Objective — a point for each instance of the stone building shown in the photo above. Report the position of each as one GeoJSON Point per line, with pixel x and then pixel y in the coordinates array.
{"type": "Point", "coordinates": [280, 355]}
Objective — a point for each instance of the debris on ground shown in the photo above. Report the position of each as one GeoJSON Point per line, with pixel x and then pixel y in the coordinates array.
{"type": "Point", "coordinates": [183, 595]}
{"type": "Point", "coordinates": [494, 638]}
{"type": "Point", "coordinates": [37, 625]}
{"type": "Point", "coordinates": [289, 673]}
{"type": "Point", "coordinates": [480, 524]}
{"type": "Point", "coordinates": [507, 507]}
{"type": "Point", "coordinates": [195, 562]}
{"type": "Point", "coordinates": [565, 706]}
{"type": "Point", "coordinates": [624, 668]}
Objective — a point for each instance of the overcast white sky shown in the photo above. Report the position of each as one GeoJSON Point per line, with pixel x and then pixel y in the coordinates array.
+++++
Copy out everything from the line containing "Objective — a point for each instance of the debris" down to the end of the listing, both ends included, with every line reproduced word for word.

Objective — a point for each instance of the debris on ground shown in the photo above. Report the position of each as one GeoJSON Point per line, with pixel x and then pixel y in the coordinates array.
{"type": "Point", "coordinates": [183, 595]}
{"type": "Point", "coordinates": [494, 638]}
{"type": "Point", "coordinates": [37, 625]}
{"type": "Point", "coordinates": [289, 673]}
{"type": "Point", "coordinates": [480, 524]}
{"type": "Point", "coordinates": [507, 507]}
{"type": "Point", "coordinates": [195, 562]}
{"type": "Point", "coordinates": [565, 706]}
{"type": "Point", "coordinates": [624, 668]}
Objective — a point for each instance of the overcast white sky shown in the photo above. Report the position of each as one GeoJSON Point per line, with pixel x and then pixel y in the coordinates array.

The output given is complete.